* Consigne *
Les affirmations suivantes concordent-elles avec le texte sur la guerre au Yémen ? (a) Le conflit s'est internationalisé en 2015 ; (b) les Saoudiens ont réussi à chasser les houthistes ; (c) le président Hadi s'était réfugié à Sanaa. Répondez par oui ou non, en citant mot pour mot les mots décisifs du texte.

* Texte source *
• • • • • • •

Les Saoudiens, bouchers du Yémen

Au Yémen, la population civile souffre. Alors que les besoins médicaux et humanitaires sont de plus en plus importants, les bavures dans les bombardements menés par l’Arabie saoudite et sa coalition se multiplient.

Famine, choléra, terrorisme… La guerre au Yémen a de lourdes conséquences sur la population civile. Opposant depuis 2014 le gouvernement d’Abdrabbo Masour Hadi aux rebelles chiites Houthis et les forces fidèles à l’ex-président Ali Abdallah Saleh, le conflit s’est internationalisé en 2015 avec l’intervention de nombreux pays musulmans menés par l’Arabie saoudite. Riyad souhaitait en effet combattre les Houthis qui, après avoir pris le pouvoir à Sanaa, venaient de s’emparer d’une large part du pays et commençaient à encercler Aden (où le président Hadi s’était réfugié).

Deux ans plus tard, les Saoudiens n’ont toujours pas réussi à chasser les houthistes, malgré une offensive militaire sans trêve. D’après les estimations de l’ONG Yemen Data Project « plus du tiers des attaques aériennes menées par l’Arabie saoudite ont visé des sites civils et pas de sites militaires ». Entre mars 2015 et août 2016, 3 158 bombardements (sur 8 600) ont touché des sites « non militaires ». Au moins 942 bombardements ont visé des zones résidentielles, notamment des marchés, des mosquées, des infrastructures scolaires et des universités.

• • • • • • •

[Lignes issues d'une collecte de données]

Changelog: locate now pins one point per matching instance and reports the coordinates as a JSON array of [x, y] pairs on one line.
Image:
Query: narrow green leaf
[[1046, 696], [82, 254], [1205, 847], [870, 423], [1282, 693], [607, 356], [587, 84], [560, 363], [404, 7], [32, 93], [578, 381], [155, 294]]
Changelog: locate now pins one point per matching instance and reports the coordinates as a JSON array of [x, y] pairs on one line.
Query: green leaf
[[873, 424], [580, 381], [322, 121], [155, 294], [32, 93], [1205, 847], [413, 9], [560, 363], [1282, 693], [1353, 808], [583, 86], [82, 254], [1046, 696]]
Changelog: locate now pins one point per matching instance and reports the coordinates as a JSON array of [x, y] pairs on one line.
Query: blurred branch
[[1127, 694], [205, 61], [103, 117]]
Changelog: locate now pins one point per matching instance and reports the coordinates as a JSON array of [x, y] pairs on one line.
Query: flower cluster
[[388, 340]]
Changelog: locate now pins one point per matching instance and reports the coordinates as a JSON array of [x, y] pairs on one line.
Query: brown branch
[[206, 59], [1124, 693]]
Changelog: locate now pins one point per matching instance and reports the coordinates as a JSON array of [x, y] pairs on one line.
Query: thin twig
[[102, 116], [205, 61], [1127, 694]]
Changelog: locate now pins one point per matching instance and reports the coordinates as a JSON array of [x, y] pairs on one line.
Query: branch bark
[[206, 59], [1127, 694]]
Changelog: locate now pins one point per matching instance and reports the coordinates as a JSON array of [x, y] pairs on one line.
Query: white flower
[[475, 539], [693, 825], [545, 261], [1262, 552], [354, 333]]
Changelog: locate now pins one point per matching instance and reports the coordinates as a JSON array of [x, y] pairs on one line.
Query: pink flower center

• • • • • • •

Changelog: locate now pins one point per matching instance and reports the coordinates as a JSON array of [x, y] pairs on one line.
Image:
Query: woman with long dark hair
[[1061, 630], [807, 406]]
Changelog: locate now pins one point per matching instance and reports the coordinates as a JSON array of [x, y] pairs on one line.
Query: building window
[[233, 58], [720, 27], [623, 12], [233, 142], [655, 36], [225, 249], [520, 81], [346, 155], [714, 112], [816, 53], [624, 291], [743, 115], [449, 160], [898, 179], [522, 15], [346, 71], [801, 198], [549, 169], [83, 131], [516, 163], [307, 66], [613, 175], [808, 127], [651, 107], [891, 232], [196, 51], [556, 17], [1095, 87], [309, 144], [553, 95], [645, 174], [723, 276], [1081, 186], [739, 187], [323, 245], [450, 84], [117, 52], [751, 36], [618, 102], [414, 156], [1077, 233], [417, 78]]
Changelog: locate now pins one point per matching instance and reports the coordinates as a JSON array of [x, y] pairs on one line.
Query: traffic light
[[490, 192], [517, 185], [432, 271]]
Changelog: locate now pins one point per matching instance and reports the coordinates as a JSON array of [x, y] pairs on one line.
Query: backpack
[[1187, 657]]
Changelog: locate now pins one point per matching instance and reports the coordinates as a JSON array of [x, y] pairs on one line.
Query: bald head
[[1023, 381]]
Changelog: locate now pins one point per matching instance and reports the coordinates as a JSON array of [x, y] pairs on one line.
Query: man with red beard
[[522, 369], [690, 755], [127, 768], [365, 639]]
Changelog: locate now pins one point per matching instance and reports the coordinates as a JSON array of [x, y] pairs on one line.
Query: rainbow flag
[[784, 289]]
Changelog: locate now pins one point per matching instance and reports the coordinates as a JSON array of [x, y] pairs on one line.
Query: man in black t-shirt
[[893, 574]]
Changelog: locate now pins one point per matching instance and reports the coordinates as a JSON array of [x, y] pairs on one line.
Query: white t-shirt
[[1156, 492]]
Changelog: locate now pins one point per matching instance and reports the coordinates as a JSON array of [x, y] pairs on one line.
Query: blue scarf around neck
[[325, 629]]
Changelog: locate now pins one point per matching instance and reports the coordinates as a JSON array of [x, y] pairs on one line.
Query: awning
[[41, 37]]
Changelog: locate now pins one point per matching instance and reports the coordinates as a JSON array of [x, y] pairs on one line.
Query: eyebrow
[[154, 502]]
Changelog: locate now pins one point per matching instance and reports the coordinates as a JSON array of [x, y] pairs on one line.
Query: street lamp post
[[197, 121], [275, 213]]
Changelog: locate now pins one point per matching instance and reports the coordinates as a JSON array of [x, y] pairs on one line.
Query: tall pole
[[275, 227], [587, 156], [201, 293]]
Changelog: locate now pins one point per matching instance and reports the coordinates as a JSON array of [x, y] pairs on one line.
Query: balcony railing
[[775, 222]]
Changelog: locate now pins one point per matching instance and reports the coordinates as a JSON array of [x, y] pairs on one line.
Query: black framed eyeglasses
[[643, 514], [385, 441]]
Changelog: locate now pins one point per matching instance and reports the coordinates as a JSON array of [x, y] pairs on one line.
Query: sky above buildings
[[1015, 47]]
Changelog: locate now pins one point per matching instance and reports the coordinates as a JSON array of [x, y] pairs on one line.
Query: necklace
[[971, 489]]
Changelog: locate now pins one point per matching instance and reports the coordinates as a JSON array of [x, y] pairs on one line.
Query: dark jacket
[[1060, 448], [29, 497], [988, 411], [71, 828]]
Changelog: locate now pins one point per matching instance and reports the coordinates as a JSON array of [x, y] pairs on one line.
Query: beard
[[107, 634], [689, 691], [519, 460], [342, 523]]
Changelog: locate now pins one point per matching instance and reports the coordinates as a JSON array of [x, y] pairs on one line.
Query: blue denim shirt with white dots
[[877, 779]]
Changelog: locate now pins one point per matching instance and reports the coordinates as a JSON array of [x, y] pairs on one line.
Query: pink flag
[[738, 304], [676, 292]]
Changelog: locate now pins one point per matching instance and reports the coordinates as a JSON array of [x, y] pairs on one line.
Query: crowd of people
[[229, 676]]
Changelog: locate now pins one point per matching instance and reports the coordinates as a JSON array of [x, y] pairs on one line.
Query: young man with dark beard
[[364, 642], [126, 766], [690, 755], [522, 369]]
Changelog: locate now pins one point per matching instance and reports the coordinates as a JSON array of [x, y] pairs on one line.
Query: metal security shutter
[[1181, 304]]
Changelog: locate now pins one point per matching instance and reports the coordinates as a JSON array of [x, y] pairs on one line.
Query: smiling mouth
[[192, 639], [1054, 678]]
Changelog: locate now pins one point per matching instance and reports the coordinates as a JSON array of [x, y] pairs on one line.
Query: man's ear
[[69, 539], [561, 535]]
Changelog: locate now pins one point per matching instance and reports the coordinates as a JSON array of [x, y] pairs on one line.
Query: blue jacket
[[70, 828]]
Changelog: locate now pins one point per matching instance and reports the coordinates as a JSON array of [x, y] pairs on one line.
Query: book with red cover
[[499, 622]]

• • • • • • •

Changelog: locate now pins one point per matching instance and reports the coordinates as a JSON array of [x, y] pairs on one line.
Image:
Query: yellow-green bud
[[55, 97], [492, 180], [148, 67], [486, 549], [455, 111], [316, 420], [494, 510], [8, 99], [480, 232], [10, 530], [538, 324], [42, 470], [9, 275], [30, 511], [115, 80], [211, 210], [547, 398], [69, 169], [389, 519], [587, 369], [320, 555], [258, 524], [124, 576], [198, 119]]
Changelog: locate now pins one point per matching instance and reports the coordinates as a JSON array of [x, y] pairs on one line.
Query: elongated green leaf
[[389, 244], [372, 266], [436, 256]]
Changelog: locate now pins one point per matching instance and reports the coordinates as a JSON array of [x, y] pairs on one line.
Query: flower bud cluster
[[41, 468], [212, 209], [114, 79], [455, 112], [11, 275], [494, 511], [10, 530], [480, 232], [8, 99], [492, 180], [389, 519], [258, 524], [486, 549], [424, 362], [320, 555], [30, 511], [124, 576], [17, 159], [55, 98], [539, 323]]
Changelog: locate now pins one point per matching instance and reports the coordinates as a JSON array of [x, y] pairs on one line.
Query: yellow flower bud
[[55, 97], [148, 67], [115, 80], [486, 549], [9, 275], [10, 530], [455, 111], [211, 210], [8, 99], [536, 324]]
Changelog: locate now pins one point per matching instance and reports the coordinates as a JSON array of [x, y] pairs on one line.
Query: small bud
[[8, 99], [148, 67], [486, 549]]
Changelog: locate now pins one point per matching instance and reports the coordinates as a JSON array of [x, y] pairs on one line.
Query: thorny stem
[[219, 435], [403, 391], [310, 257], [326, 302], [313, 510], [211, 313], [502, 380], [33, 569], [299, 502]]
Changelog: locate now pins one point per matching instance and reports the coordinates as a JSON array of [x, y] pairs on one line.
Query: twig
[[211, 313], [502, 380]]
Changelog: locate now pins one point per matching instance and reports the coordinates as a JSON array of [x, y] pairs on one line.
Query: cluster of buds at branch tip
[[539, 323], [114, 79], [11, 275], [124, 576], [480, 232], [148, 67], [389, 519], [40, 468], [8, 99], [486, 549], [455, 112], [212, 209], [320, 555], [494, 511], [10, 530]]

• • • • • • •

* Corrigé *
(a) Oui : « le conflit s’est internationalisé en 2015 ».
(b) Non : « les Saoudiens n’ont toujours pas réussi à chasser les houthistes ».
(c) Non : « commençaient à encercler Aden (où le président Hadi s’était réfugié) ».